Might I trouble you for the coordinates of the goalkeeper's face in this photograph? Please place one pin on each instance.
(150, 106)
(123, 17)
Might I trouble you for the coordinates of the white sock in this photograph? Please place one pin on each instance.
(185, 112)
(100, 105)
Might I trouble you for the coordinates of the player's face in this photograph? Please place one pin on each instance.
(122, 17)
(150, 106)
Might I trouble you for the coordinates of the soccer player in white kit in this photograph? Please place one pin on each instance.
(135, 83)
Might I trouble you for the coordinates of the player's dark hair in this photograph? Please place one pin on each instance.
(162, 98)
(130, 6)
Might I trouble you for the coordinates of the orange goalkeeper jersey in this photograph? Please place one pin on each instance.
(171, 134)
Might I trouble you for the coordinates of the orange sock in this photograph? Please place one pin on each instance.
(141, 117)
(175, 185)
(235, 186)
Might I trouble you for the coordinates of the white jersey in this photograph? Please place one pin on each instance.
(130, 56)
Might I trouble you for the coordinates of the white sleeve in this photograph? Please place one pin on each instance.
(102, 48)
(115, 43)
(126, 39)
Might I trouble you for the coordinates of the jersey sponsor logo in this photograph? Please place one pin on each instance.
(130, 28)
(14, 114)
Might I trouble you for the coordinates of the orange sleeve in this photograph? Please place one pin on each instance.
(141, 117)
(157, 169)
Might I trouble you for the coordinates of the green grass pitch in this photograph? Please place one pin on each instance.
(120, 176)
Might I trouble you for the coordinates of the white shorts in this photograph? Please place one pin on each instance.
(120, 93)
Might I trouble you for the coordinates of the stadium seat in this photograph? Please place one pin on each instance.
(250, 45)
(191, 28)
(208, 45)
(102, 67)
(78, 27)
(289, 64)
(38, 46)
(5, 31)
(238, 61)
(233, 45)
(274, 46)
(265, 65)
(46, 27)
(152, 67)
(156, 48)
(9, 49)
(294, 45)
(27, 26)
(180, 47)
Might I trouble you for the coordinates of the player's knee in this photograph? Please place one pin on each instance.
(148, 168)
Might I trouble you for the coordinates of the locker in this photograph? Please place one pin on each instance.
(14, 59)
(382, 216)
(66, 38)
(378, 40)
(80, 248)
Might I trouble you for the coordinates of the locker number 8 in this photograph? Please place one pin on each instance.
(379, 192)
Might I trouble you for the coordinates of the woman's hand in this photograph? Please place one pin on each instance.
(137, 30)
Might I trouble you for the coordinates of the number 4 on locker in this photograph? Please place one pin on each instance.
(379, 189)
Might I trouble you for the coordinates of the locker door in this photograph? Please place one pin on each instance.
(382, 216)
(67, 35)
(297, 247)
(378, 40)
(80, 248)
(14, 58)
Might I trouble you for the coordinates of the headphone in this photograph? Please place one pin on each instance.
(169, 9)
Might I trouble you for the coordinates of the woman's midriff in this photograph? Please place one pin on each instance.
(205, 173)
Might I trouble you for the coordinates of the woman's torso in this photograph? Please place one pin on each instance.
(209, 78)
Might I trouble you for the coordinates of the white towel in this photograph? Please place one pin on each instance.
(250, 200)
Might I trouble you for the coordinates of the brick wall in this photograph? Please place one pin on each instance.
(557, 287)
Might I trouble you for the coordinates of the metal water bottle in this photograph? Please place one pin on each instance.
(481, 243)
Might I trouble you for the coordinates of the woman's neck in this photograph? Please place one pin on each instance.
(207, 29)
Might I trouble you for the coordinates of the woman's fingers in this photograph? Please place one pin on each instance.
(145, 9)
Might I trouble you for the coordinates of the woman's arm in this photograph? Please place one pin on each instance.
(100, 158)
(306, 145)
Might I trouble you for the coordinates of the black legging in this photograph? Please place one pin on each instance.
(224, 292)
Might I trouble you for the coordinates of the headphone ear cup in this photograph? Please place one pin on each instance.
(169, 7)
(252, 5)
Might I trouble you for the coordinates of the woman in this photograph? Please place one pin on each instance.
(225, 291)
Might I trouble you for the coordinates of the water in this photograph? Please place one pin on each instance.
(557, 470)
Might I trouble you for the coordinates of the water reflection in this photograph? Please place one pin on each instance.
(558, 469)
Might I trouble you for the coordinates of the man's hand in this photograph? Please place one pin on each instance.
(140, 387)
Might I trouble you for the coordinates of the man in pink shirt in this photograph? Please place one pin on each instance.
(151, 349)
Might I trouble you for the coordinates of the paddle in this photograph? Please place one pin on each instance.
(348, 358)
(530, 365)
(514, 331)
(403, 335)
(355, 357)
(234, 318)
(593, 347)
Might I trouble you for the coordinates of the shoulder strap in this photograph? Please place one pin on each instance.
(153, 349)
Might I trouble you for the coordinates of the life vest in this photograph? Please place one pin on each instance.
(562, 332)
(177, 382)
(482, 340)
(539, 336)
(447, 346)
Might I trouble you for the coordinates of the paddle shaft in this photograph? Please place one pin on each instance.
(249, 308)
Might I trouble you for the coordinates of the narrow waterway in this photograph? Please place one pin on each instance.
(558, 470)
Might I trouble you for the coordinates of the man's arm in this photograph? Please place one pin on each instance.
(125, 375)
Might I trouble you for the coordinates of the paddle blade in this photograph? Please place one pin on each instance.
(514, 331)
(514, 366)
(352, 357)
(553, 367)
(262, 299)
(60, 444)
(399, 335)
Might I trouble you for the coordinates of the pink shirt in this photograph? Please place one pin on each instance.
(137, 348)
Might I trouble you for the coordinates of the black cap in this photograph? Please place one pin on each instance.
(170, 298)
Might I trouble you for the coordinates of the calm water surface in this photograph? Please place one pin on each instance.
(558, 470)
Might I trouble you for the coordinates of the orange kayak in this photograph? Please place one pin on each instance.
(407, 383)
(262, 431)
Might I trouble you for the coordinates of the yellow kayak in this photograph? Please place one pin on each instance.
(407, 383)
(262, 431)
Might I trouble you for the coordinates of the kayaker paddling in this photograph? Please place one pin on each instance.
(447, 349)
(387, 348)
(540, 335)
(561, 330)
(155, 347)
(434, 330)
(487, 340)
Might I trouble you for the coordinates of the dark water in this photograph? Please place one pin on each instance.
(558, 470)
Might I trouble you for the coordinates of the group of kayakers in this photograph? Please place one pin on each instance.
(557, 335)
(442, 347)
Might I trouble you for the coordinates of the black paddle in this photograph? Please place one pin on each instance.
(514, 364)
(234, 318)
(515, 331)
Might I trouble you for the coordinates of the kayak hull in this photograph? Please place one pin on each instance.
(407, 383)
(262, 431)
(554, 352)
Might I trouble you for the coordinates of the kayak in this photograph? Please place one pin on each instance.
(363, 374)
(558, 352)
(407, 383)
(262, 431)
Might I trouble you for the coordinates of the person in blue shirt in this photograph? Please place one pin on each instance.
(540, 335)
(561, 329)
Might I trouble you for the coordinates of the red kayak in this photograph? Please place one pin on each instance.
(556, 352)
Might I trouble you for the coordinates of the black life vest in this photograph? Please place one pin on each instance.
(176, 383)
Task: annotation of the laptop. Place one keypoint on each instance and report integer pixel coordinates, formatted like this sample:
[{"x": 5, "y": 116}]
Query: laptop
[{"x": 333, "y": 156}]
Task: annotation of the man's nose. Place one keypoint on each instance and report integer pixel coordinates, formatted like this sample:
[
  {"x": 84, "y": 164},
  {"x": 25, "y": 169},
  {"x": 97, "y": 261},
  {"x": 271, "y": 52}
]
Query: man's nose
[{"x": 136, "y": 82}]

________________

Task prompt.
Working from the material above, reproduce it in full and unchanged.

Answer below.
Might I trouble you for the coordinates of the goalkeeper's face in this photograph? Please place one pin on each instance.
(150, 106)
(123, 17)
Might I trouble you for the coordinates of the white sock in this photograph? Please place one pin on each instance.
(185, 112)
(100, 105)
Might I trouble you for the coordinates of the player's face in this photograph? Please place one pin on each instance.
(122, 17)
(150, 106)
Might I trouble you for the coordinates of the soccer player in white kit in this photograph? Please place one pin on each instance.
(135, 83)
Might I trouble you for the coordinates of the player's dark hair in this photograph? Please place one pin on each instance.
(162, 98)
(130, 6)
Might I trouble you for the coordinates of the orange goalkeeper jersey in this photograph? Please place one pin on each instance.
(171, 134)
Might I trouble you for the coordinates of the orange sock in this photograph? Please place one pin on each instance.
(141, 117)
(175, 185)
(235, 186)
Might I trouble you for the coordinates of the white jersey in this photograph? Please place one pin on each instance.
(130, 56)
Might I trouble you for the coordinates of the white sleeve in this photograph? Please place one pin on each instance.
(102, 48)
(115, 43)
(126, 39)
Might I trouble you for the coordinates of the jersey sponsor logo in this photograph? Please place one pin on each instance.
(130, 28)
(14, 114)
Might I trouble you for the coordinates of the orange sleeve in this photograph? Please place one pin on each instance.
(141, 117)
(157, 169)
Might I trouble you for the coordinates of the green grass pitch in this photograph? Please place one pin on each instance.
(120, 176)
Might I trouble you for the coordinates of the white shorts in this photograph? Please place one pin on each instance.
(120, 93)
Might I trouble you for the coordinates of the stadium seat in this photograph? Please place one pin on each instance.
(250, 45)
(191, 28)
(208, 45)
(102, 67)
(78, 27)
(289, 64)
(38, 46)
(5, 31)
(238, 61)
(233, 45)
(274, 46)
(265, 65)
(46, 27)
(152, 67)
(156, 48)
(9, 49)
(294, 45)
(27, 26)
(180, 47)
Might I trouble you for the coordinates of the player's knee in this photograph? Please place one pin on each instance.
(148, 168)
Might I trouble you for the coordinates of the locker in this photograph? Please place one pin on each instance.
(14, 59)
(382, 216)
(66, 38)
(378, 40)
(80, 248)
Might I trouble you for the coordinates of the locker number 8 in this photograph? Please place one pin on each instance.
(379, 192)
Might I trouble you for the coordinates of the woman's hand in this photograph? Please place one pin on each instance.
(137, 30)
Might I trouble you for the coordinates of the number 4 on locker in this photograph? Please place one pin on each instance.
(379, 189)
Might I trouble you for the coordinates of the locker door in this photograph? Please place one pin on each instance.
(382, 216)
(67, 35)
(297, 247)
(378, 40)
(80, 248)
(14, 58)
Might I trouble you for the coordinates of the headphone in this photograph? Please place one pin on each instance.
(169, 9)
Might I trouble you for the coordinates of the woman's midriff in this photograph? Please place one pin on each instance.
(205, 173)
Might I trouble you for the coordinates of the woman's torso in this photograph? Please place one pin on each instance.
(209, 78)
Might I trouble you for the coordinates of the white towel in this photograph? Please place one pin on each instance.
(250, 200)
Might I trouble you for the coordinates of the brick wall in this photograph? Please place one pin on each instance.
(557, 287)
Might I trouble you for the coordinates of the metal water bottle in this photograph? Please place one pin on each instance.
(481, 243)
Might I trouble you for the coordinates of the woman's neck in this photograph? Please place one pin on each instance.
(207, 29)
Might I trouble you for the coordinates of the woman's fingers in this photograph? Please place one pin on each instance.
(145, 9)
Might I trouble you for the coordinates of the woman's arm in this photograph? Please place one pin on each instance.
(100, 158)
(306, 145)
Might I trouble you for the coordinates of the black legging in this photograph? Please place one pin on each instance.
(224, 292)
Might I trouble you for the coordinates of the headphone ear cup in this photograph? Please place one pin on each instance.
(169, 7)
(252, 5)
Might I trouble you for the coordinates of the woman in this photograph? Please place one pin on each instance.
(225, 291)
Might I trouble you for the coordinates of the water in this photograph? Please place one pin on each instance.
(557, 470)
Might I trouble you for the coordinates of the water reflection in this photograph? Please place one pin on each instance.
(558, 469)
Might I trouble you for the coordinates of the man's hand in this photograph? Please place one pin on each instance.
(140, 387)
Might I trouble you for the coordinates of the man in pink shirt in this photograph? Please place one pin on each instance.
(151, 349)
Might I trouble you for the coordinates of the paddle in this photograph? Please place one pin on each instance.
(348, 358)
(530, 365)
(514, 331)
(403, 335)
(355, 357)
(234, 318)
(593, 347)
Might I trouble you for the coordinates of the shoulder strap in this photograph? Please place one pin on each instance.
(153, 349)
Might I trouble you for the coordinates of the life vest in this photograph? Please place one pin on each instance.
(562, 332)
(177, 382)
(482, 340)
(539, 336)
(447, 346)
Might I trouble you for the coordinates of the paddle shaft in this photograph? Please place one pin on each instance.
(249, 308)
Might I trouble you for the coordinates of the narrow waterway in this photograph? Please place one pin on each instance.
(558, 470)
Might I trouble you for the coordinates of the man's arm in this photograph? Please place one pin on each instance.
(125, 375)
Might I trouble you for the coordinates of the paddle blade in this photograph? Please place one pin on each instance.
(514, 331)
(514, 366)
(352, 357)
(553, 367)
(262, 299)
(60, 444)
(399, 335)
Might I trouble you for the coordinates of the pink shirt in this photograph? Please place one pin on each instance.
(137, 348)
Might I trouble you for the coordinates of the black cap in this photograph? Please place one pin on each instance.
(170, 298)
Might I trouble you for the coordinates of the calm water surface in this photograph? Please place one pin on each instance.
(558, 470)
Might I trouble you for the coordinates of the orange kayak in this photograph? Please place one pin on each instance.
(407, 383)
(262, 431)
Might I trouble you for the coordinates of the yellow kayak in this photograph? Please place one pin on each instance.
(407, 383)
(262, 431)
Might I trouble you for the coordinates of the kayaker paddling in this photograph? Please place one pin on each instance.
(447, 349)
(387, 348)
(540, 335)
(561, 330)
(155, 347)
(434, 330)
(487, 340)
Might I trouble you for the coordinates of the dark water in this photograph? Please place one pin on each instance.
(558, 470)
Might I trouble you for the coordinates of the group of kayakers in this photograph? Please place one pin on each instance.
(557, 335)
(442, 347)
Might I trouble you for the coordinates of the black paddle in this photograph? Please place one pin on each instance.
(514, 364)
(234, 318)
(515, 331)
Might I trouble you for the coordinates of the kayak hull in this photograph? Please place one pin on each instance.
(407, 383)
(262, 431)
(554, 352)
Might I trouble you for the coordinates of the kayak in this photograph? Please place one pin on each instance.
(363, 374)
(558, 352)
(407, 383)
(262, 431)
Might I trouble you for the coordinates of the person in blue shirt in this photograph? Please place one pin on each instance.
(540, 335)
(561, 329)
Might I trouble you for the coordinates of the red kayak in this photograph? Please place one pin on each instance.
(556, 352)
Might I trouble you for the coordinates of the black life vest in this photograph? Please place one pin on each instance.
(176, 383)
Task: annotation of the laptop. Place one keypoint on each instance and report integer pixel coordinates, formatted like this sample:
[{"x": 5, "y": 116}]
Query: laptop
[{"x": 333, "y": 156}]
Task: annotation of the man's nose. Place one keypoint on each instance and report integer pixel coordinates, formatted like this sample:
[
  {"x": 84, "y": 164},
  {"x": 25, "y": 169},
  {"x": 97, "y": 261},
  {"x": 271, "y": 52}
]
Query: man's nose
[{"x": 136, "y": 82}]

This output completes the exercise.